_Work instructions_:
Exact copies of all the records are to be output.

_Point-per-instance localization data_:
▬▬▬
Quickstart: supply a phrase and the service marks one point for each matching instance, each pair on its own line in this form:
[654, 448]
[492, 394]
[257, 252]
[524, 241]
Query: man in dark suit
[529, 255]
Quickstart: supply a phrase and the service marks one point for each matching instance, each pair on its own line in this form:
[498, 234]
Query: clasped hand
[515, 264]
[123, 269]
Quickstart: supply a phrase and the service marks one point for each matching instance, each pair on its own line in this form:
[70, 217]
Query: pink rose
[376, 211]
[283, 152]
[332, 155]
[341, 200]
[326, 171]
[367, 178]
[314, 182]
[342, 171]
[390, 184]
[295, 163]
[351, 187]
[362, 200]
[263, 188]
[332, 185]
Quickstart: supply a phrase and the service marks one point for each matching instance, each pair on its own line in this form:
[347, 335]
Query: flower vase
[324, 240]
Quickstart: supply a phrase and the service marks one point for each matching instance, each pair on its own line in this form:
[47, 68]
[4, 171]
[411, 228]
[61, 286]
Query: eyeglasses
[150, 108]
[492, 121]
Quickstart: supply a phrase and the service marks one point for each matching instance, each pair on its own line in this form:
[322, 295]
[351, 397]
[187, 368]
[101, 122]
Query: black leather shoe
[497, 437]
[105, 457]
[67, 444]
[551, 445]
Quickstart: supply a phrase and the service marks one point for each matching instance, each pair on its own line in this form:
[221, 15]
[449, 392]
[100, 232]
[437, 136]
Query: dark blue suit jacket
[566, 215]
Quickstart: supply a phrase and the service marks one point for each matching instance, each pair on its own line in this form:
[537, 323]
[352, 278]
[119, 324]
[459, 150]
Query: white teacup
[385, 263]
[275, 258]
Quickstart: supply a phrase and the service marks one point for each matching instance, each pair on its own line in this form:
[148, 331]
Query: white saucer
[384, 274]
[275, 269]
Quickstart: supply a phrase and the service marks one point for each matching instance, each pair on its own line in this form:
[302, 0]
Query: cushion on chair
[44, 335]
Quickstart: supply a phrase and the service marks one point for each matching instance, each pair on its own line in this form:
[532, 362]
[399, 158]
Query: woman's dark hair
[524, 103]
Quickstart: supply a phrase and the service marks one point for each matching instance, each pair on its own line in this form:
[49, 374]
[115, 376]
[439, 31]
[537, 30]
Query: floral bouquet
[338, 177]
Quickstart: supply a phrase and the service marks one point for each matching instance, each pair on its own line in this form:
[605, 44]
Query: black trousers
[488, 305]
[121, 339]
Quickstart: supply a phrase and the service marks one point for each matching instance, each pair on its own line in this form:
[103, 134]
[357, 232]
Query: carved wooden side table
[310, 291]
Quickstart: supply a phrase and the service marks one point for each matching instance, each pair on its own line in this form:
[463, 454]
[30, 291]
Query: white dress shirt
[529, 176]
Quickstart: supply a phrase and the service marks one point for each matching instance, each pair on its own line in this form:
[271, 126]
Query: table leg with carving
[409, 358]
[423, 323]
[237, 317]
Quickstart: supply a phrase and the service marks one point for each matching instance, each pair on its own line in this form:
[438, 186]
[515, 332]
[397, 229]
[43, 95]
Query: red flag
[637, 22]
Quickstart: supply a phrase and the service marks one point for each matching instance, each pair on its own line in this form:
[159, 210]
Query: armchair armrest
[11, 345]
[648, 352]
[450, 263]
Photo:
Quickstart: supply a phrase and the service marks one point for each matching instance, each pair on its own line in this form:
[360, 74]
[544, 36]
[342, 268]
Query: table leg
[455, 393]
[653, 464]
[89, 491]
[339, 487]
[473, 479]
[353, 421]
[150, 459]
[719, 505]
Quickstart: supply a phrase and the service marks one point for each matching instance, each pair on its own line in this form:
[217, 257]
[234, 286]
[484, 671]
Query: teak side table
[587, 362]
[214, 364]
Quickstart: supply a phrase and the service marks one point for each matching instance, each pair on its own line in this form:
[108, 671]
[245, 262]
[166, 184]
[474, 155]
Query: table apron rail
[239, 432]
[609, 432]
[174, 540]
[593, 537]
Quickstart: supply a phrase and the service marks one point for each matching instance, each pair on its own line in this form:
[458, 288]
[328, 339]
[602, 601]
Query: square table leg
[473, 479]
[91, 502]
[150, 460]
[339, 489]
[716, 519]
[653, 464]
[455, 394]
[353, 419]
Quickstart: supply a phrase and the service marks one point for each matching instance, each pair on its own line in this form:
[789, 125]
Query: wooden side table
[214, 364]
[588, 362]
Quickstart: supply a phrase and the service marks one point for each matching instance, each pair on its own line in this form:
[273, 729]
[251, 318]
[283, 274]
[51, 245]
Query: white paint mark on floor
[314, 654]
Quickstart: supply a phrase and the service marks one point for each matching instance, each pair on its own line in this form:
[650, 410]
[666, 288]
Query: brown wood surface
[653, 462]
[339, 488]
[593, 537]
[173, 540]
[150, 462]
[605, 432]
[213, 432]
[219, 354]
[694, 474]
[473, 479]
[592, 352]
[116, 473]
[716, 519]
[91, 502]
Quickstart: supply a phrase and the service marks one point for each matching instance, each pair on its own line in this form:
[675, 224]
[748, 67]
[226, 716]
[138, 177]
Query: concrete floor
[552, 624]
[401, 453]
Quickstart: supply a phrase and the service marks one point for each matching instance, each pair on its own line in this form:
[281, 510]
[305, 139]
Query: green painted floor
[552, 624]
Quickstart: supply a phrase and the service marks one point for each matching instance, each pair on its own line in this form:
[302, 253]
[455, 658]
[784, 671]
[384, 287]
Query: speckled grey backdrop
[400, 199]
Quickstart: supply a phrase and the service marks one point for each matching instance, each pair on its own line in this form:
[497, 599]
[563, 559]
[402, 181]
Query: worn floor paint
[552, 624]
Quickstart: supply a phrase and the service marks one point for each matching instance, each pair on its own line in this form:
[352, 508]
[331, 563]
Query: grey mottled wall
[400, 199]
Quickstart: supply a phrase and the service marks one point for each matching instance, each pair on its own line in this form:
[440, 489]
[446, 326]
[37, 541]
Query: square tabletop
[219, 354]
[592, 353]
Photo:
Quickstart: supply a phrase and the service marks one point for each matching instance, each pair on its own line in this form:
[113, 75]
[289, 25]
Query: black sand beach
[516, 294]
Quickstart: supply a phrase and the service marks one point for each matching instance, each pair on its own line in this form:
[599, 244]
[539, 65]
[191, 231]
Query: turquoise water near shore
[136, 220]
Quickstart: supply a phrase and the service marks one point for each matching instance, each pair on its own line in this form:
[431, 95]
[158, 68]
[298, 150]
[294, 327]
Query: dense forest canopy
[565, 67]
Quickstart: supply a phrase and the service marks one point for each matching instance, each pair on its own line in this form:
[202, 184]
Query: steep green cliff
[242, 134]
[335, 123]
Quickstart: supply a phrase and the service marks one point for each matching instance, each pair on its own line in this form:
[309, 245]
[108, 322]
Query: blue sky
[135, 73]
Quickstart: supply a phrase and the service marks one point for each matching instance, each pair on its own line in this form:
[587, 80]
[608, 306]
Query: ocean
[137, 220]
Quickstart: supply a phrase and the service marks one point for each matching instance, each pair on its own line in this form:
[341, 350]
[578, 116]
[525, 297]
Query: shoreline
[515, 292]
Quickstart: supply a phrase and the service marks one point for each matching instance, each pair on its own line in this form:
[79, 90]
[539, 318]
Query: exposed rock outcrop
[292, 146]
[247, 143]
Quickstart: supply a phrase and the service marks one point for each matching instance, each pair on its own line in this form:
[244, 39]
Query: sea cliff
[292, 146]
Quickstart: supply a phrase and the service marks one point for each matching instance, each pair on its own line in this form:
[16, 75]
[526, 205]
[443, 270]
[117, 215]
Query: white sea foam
▬▬▬
_Answer for this exercise_:
Quickstart: supply a phrase and the service marks one point for each matching instance, each pair on its own line in this form:
[654, 448]
[492, 394]
[257, 252]
[524, 241]
Query: man in dark suit
[529, 255]
Quickstart: supply a phrase and the service marks one point for each matching instance, each pair on its own line in this form:
[498, 234]
Query: clasped hand
[515, 264]
[123, 269]
Quickstart: supply a phrase and the service marks one point for each matching instance, each pair on its own line in this form:
[70, 217]
Query: pink rose
[376, 211]
[283, 152]
[332, 155]
[341, 200]
[326, 171]
[367, 178]
[314, 182]
[342, 171]
[390, 184]
[295, 163]
[351, 187]
[362, 200]
[263, 188]
[332, 185]
Quickstart: supply a phrase and the service marks one point for each matching instance, each pair on its own line in this form:
[347, 335]
Query: flower vase
[324, 240]
Quickstart: supply a phrase and the service marks one point for each matching instance, each pair on its own line in this form:
[47, 68]
[4, 171]
[411, 228]
[61, 286]
Query: eyeglasses
[150, 108]
[492, 121]
Quickstart: supply a phrase and the service marks one point for each matching instance, each pair on its own line in this form:
[322, 295]
[351, 397]
[187, 368]
[101, 122]
Query: black leather shoe
[497, 437]
[105, 457]
[67, 444]
[551, 445]
Quickstart: supply a phrase and the service marks one point for each matching instance, each pair on its own line in this form:
[221, 15]
[449, 392]
[100, 232]
[437, 136]
Query: dark blue suit jacket
[566, 215]
Quickstart: supply a phrase and the service marks one point for each matching instance, each pair on its own line in this form:
[537, 323]
[352, 278]
[119, 324]
[459, 150]
Query: white teacup
[385, 263]
[275, 258]
Quickstart: supply a phrase and the service marks one point for each matching instance, each pair on its own line in this form:
[148, 331]
Query: white saucer
[384, 274]
[275, 269]
Quickstart: supply a phrase and the service marks one point for each matching instance, each pair on its own line in this form:
[302, 0]
Query: cushion on chair
[44, 335]
Quickstart: supply a phrase and the service marks one point for each matching instance, each pair on its own line in this form:
[532, 362]
[399, 158]
Query: woman's dark hair
[524, 103]
Quickstart: supply a phrase and the service marks one point for each matching instance, each pair on its own line in this form:
[49, 374]
[115, 376]
[439, 31]
[537, 30]
Query: floral bouquet
[338, 177]
Quickstart: supply a phrase and the service marks one point for each matching instance, each pair on its own line in this form:
[605, 44]
Query: black trousers
[488, 305]
[121, 339]
Quickstart: supply a phrase and the service marks one point for each matching instance, each pair on its own line in this form:
[103, 134]
[357, 232]
Query: carved wooden side table
[310, 291]
Quickstart: supply a phrase and the service marks one point for each matching instance, each pair on its own line in this form:
[463, 454]
[30, 291]
Query: white dress shirt
[529, 176]
Quickstart: supply a phrase and the service marks one point for each matching instance, each pair on its own line in this form:
[271, 126]
Query: table leg with carving
[409, 358]
[423, 323]
[237, 317]
Quickstart: supply a phrase and the service marks one point for each matching instance, each pair on its own line in this form:
[438, 186]
[515, 332]
[397, 229]
[43, 95]
Query: red flag
[637, 22]
Quickstart: supply a phrase and the service marks one point for each matching instance, each pair on its own line in this form:
[159, 210]
Query: armchair armrest
[11, 345]
[648, 352]
[450, 263]
Photo:
Quickstart: supply a phrase and the service marks one point for each matching instance, each pair on its own line in this form:
[360, 74]
[544, 36]
[342, 268]
Query: table leg
[455, 393]
[653, 464]
[89, 491]
[339, 487]
[473, 479]
[353, 421]
[150, 459]
[719, 505]
Quickstart: supply a phrase and the service marks one point for each matching instance, each pair on its own line in this form:
[217, 257]
[234, 286]
[484, 671]
Query: teak side table
[587, 362]
[214, 364]
Quickstart: supply a phrase and the service marks one point for each matching instance, each pair on its own line in this form:
[108, 671]
[245, 262]
[166, 184]
[474, 155]
Query: table apron rail
[239, 432]
[609, 432]
[174, 540]
[593, 537]
Quickstart: supply a phrase and the service marks one point for each matching instance, each pair on its own line in this form:
[458, 288]
[328, 339]
[602, 601]
Query: square table leg
[473, 479]
[91, 502]
[150, 460]
[339, 489]
[716, 519]
[653, 464]
[455, 394]
[353, 419]
Quickstart: supply a phrase and the service marks one point for each matching instance, each pair on its own line in this form:
[789, 125]
Query: wooden side table
[214, 364]
[588, 362]
Quickstart: supply a phrase and the service marks one point for each matching instance, each pair on its own line in this form:
[273, 729]
[251, 318]
[283, 274]
[51, 245]
Query: white paint mark on floor
[314, 654]
Quickstart: supply a phrase and the service marks one point for each matching instance, each pair on its own line in this form:
[650, 410]
[666, 288]
Query: brown wood surface
[653, 462]
[339, 488]
[593, 537]
[173, 540]
[150, 462]
[605, 432]
[213, 432]
[219, 354]
[694, 474]
[473, 479]
[592, 352]
[116, 473]
[716, 519]
[91, 502]
Quickstart: supply a phrase and the service marks one point for each matching instance, each pair on its own line in this form:
[675, 224]
[748, 67]
[226, 716]
[138, 177]
Query: concrete floor
[552, 624]
[401, 453]
Quickstart: supply a phrase and the service marks one point for each matching instance, each pair on its own line in this form:
[281, 510]
[305, 139]
Query: green painted floor
[552, 624]
Quickstart: supply a phrase and the service marks one point for each matching instance, each pair on its own line in this form:
[302, 253]
[455, 658]
[784, 671]
[384, 287]
Query: speckled grey backdrop
[400, 199]
Quickstart: supply a phrase and the service marks one point for each matching instance, each pair on its own line in this form:
[497, 599]
[563, 559]
[402, 181]
Query: worn floor paint
[552, 624]
Quickstart: supply a phrase and the service marks one point for each matching instance, each pair on its own line in this form:
[352, 508]
[331, 563]
Query: grey mottled wall
[400, 199]
Quickstart: supply a phrase and the service marks one point for each matching instance, each pair on its own line in this form:
[440, 489]
[446, 326]
[37, 541]
Query: square tabletop
[219, 354]
[592, 353]
Photo:
Quickstart: supply a phrase and the service marks one point for each matching instance, each pair on its own line in this form:
[113, 75]
[289, 25]
Query: black sand beach
[516, 294]
Quickstart: supply a phrase and the service marks one point for each matching instance, each pair on its own line in this form:
[599, 244]
[539, 65]
[191, 231]
Query: turquoise water near shore
[136, 220]
Quickstart: supply a phrase and the service marks one point for each matching instance, each pair on its own line in this form:
[431, 95]
[158, 68]
[298, 150]
[294, 327]
Query: dense forest canopy
[565, 67]
Quickstart: supply a phrase and the service marks one point for each matching instance, each pair on its own line in this form:
[202, 184]
Query: steep green cliff
[242, 134]
[335, 123]
Quickstart: supply a phrase and the service marks one point for each matching instance, each pair on its own line in this form:
[309, 245]
[108, 322]
Query: blue sky
[135, 73]
Quickstart: supply a phrase and the service marks one point for each matching instance, each pair on its own line in this form:
[587, 80]
[608, 306]
Query: ocean
[137, 220]
Quickstart: supply a phrase and the service marks one point for each matching instance, each pair on its own line in this form:
[341, 350]
[578, 116]
[525, 297]
Query: shoreline
[515, 292]
Quickstart: supply a phrase and the service marks one point for each matching instance, each pair on its own line in this form:
[79, 90]
[539, 318]
Query: exposed rock outcrop
[292, 146]
[247, 143]
Quickstart: supply a phrase and the service marks one point for each matching instance, each pair on its own line in this form:
[244, 39]
Query: sea cliff
[292, 146]
Quickstart: supply a phrase and the service marks one point for each matching instance, each pair on its own line in this form:
[16, 75]
[526, 205]
[443, 270]
[117, 215]
Query: white sea foam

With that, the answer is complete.